* _Page extract_
>>>

UCLA Chemical Engineers
Design Circuit for Artificial Cell-to-Cell Communication
Date: February 9, 2004
Contact: Chris Sutton ( chris@ea.ucla.edu
)
Phone: 310-206-0540
Engineers at the University of California, Los
Angeles have discovered a way to alter cell metabolism that allows
cells to artificially communicate with each other, according to
a study published this week in the journal Proceedings of the
National Academy of Sciences. If cells can communicate in this
fashion, say researchers, coordinated cellular action is possible.
Cells acting in unison could, for example, be directed to create
greater quantities of a chemical compound that would later be
used in the manufacture of chemicals or pharmaceuticals.

Professor James C. Liao |
“Concerted biological behavior is certainly
more easily achievable if cells can communicate,” said James
Liao, co-author of the study and professor of chemical engineering
at the UCLA Henry Samueli School of Engineering and Applied Science.
“It’s an important step toward a more biologically
based means of producing chemical compounds with desired properties.”
The study describes the construction of a gene-metabolic
circuit that mimics a natural mechanism cells use to “talk”
to each other. In the UCLA experiments, cells of the bacteria
Escherichia coli sent out signals by secreting acetate, and reacted
in concert once the acetate reached a certain threshold concentration.
Liao’s research is part of a field known
as metabolic engineering, which involves altering cell metabolism,
including the biochemical reactions and all the control circuits
associated with it, so the cell can perform non-native functions
such as producing a specific chemical, behaving as a sensor or
even acting as a diagnostic tool.
Artificial gene circuits that resemble the natural
circuitry in the cell have already been designed by researchers,
and have led to bacterial strains that exhibit programmed behavior.
But these artificially created networks are isolated from cellular
metabolism and are designed to function without intercellular
communication. According to Liao’s study, much more complex
designer biosystems can be possible if cells are engineered to
communicate with each other.
“Synchronized cellular behavior could lead
to the manufacture of chemicals using renewable resources and
environmentally friendly processes,” said Liao. “Most
of our chemicals today come from petroleum. In the next few decades
the goal is to replace petroleum-based chemicals with biologically
based chemicals.”
Cargill-Dow, Dupont and other large chemical companies
are already developing and producing key chemicals using metabolic
engineering, says Liao.
Liao has created an artificial mechanism so that
the cells used for his study will secrete low levels of acetate
all the time, turning each cell into an artificial sensor by alerting
nearby cells of its presence.

<<<

* _Check your understanding_
(a) In the cell-communication article, what substance did the E. coli cells secrete to send signals?
(b) Return everything in the cell-communication article from "Cells acting in" down to "and Applied Science.".
(c) Write the next part of the cell-communication article, picking up after its final sentence.

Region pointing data
>>>

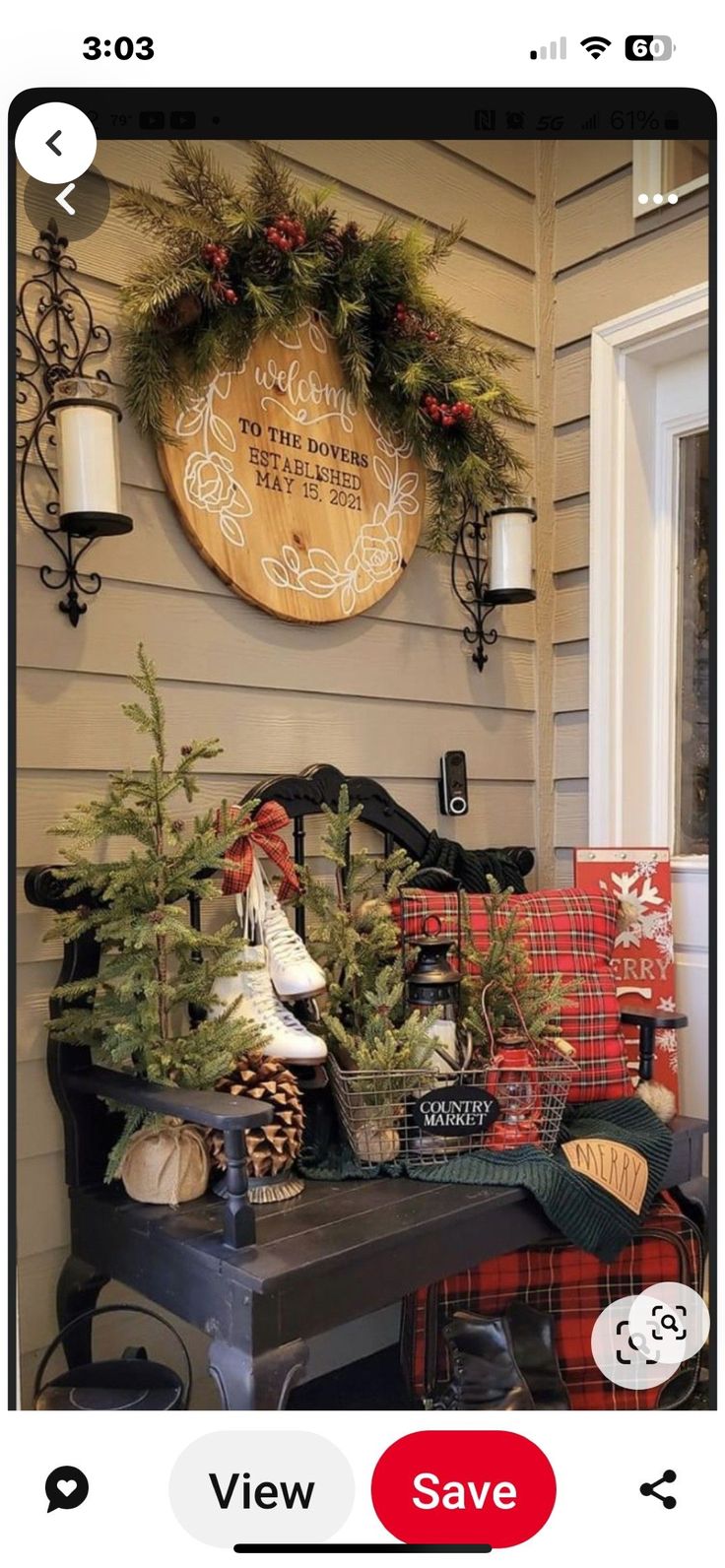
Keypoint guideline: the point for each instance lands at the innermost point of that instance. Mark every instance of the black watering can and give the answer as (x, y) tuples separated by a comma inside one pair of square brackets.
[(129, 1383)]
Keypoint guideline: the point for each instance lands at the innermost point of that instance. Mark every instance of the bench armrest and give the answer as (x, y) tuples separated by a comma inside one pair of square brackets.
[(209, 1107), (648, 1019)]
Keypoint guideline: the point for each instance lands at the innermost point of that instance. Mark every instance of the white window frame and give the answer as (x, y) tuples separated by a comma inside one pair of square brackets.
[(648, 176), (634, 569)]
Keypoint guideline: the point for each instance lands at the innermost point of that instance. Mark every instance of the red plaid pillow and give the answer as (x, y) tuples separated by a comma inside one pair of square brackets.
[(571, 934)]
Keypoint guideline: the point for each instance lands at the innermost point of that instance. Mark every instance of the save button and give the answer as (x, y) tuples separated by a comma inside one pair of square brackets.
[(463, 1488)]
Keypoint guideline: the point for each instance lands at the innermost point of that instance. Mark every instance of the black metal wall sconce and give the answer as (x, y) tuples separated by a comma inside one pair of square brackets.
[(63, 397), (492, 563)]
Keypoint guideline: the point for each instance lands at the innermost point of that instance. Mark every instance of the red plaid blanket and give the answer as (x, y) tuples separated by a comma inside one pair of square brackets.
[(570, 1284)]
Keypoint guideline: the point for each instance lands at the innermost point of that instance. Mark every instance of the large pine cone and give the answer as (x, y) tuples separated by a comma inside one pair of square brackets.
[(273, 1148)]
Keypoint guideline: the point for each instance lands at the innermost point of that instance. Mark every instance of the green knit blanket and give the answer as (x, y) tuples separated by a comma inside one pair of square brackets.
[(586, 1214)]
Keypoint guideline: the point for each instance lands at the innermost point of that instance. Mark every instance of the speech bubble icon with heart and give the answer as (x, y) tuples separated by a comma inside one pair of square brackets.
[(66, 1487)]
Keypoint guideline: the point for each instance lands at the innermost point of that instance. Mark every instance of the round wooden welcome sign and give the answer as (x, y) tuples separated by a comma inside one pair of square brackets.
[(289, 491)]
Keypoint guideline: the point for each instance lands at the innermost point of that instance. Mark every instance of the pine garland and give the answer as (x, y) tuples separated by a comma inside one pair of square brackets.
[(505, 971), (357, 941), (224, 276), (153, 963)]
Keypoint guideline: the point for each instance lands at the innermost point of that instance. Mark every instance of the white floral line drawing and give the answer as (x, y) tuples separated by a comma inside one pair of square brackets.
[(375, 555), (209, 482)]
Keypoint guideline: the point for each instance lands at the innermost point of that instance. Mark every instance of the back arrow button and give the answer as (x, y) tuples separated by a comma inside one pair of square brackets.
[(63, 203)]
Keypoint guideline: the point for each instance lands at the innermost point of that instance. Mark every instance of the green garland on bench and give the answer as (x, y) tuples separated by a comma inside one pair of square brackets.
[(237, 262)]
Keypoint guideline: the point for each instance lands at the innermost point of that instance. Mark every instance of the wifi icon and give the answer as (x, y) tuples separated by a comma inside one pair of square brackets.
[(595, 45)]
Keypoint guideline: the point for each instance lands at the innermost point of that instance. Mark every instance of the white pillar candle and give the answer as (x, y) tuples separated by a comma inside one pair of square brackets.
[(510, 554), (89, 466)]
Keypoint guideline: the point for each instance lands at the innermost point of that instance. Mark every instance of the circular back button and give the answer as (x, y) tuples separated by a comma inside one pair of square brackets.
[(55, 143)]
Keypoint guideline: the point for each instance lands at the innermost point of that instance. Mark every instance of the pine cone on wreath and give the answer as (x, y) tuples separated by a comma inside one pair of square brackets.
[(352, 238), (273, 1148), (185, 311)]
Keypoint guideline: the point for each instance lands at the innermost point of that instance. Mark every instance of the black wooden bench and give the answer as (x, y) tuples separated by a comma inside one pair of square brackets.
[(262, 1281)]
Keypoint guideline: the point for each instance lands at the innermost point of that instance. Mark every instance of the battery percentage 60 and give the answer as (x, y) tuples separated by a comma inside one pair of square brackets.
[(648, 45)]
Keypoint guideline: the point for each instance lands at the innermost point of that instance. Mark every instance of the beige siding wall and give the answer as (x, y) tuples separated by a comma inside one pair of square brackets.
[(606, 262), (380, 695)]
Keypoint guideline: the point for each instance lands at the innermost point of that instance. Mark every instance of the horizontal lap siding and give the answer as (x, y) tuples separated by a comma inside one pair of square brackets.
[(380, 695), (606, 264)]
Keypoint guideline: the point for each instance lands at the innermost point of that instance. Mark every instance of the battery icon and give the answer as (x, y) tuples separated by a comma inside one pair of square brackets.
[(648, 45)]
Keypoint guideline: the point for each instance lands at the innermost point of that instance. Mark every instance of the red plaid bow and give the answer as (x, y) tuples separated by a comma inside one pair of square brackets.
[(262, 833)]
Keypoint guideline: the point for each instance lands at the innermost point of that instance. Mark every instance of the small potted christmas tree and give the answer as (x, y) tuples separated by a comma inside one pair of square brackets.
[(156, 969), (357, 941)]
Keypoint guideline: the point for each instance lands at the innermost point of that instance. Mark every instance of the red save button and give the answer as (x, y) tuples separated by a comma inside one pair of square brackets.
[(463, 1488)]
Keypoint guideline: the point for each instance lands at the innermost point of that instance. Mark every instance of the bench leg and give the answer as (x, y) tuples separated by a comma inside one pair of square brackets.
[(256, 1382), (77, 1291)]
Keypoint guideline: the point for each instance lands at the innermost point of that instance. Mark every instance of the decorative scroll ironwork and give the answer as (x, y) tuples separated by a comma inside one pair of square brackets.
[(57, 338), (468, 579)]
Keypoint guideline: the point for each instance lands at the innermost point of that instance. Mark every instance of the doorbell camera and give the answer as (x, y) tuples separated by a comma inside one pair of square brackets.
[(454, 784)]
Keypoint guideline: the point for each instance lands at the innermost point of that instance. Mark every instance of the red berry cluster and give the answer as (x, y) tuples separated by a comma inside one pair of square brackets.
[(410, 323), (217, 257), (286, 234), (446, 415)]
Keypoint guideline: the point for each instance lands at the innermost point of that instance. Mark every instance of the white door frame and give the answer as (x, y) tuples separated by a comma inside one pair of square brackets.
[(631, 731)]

<<<
>>>

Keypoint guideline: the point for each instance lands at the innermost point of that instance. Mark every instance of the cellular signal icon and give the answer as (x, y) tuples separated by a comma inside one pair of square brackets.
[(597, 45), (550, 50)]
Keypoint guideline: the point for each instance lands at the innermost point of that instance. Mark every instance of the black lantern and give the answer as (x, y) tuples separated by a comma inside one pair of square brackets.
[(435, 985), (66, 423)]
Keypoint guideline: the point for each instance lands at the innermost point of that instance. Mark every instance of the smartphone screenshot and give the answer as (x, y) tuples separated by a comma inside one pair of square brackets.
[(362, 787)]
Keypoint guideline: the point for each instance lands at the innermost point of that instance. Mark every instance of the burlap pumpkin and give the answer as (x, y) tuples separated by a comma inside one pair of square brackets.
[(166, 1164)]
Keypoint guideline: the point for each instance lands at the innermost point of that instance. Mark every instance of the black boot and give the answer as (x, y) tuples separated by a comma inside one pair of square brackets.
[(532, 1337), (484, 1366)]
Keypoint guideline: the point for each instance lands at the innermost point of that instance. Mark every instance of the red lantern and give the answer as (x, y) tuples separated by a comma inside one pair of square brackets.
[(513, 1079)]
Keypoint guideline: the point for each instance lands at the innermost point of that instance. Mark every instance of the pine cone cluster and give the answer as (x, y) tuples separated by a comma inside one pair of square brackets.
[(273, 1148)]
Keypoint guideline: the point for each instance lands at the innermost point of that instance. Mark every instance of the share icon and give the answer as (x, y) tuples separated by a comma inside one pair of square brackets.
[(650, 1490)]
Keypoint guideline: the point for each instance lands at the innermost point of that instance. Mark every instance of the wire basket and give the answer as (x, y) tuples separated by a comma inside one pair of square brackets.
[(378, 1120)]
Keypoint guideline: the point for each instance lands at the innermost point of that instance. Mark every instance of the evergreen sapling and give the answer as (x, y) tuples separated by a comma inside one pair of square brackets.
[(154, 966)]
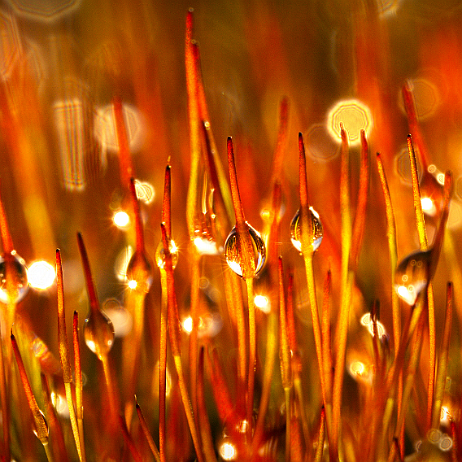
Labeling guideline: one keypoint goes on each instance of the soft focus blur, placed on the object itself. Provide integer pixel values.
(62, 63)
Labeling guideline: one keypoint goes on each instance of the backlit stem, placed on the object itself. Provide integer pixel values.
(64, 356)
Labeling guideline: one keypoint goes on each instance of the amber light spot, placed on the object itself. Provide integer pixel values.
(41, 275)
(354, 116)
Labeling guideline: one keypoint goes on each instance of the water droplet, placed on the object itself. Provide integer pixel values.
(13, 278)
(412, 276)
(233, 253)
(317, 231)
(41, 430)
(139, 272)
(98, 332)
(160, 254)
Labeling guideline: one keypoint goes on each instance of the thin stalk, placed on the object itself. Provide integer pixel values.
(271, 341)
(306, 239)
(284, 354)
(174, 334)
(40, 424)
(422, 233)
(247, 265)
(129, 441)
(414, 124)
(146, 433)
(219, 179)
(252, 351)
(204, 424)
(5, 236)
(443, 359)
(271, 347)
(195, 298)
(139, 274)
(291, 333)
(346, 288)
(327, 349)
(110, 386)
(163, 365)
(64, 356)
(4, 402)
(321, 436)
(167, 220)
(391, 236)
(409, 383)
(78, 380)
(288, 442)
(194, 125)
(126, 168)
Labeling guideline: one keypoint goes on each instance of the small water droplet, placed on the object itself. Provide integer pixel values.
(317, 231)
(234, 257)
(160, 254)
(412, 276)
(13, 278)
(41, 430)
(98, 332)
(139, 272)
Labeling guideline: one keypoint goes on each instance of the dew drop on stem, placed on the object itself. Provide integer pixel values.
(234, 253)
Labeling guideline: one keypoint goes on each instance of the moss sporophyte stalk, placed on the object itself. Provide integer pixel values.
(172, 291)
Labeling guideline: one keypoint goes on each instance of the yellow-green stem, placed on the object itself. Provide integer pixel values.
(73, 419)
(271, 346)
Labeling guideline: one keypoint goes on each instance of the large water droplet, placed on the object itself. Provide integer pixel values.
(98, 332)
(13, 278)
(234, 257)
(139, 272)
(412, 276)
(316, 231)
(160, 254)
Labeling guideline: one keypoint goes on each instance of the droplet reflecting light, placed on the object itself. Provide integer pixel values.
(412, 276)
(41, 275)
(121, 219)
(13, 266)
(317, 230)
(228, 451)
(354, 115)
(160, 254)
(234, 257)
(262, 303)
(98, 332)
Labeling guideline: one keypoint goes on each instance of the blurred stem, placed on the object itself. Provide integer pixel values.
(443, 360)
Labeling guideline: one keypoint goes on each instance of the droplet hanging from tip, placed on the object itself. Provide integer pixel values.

<<<

* _Answers to the tasks_
(a) Acetate.

(b)
Cells acting in unison could, for example, be directed to create
greater quantities of a chemical compound that would later be
used in the manufacture of chemicals or pharmaceuticals.

Professor James C. Liao |
“Concerted biological behavior is certainly
more easily achievable if cells can communicate,” said James
Liao, co-author of the study and professor of chemical engineering
at the UCLA Henry Samueli School of Engineering and Applied Science.

(c)
“We are mimicking the natural mechanism
that cells use to talk to each other in nature,” said Liao.
“For example, an individual pathogen secretes a chemical,
much like an animal secretes pheromones, and when a pathogen senses
a certain level of chemicals from similar pathogens, it reacts
by attacking the host. Like individual soldiers who wait for reinforcements
to arrive, so too do pathogens.
Altering cell metabolism is a biologically-based
approach that can be used to create chemical compounds that are
later used in the manufacture of plastics or pharmaceuticals.
For instance, lactic acid and other monomers for plastics could
be produced more naturally through metabolic engineering. Constructing
chemical compounds through the use of bacterial cells instead
of molecules from non-renewable fossil fuels like petroleum is
more environmentally friendly and cost effective.
UCLA has been involved in metabolic engineering
for many years. In 2000 Liao published a paper that described
the creation of a control circuit to direct the metabolic flow
in the cell. The study published this week evolved from that earlier
work.
“The earlier approach does not allow cells
to communicate with each other,” said Liao. “In order
for the cell to produce the desired chemicals in an effective
way, cells must coordinate with each other to produce simultaneously
a large quantity of a compound.”
The UCLA research could also lead to other applications.
“Cell-to-cell communication makes possible
the design of intelligent bio-circuits,” said Liao. “Bio-circuits
will lead to specialized computational functions and in the long-term
it could be used for building intelligent prosthetics and medicines.”
The research is supported by a National Science
Foundation grant and the UCLA Center for Cell Mimetic Space Exploration.
Other contributors to the study are lead author Thomas Bulter,
Sun-Gu Lee, Wilson WaiChun Wong, Eileen Fung and Michael R. Connor.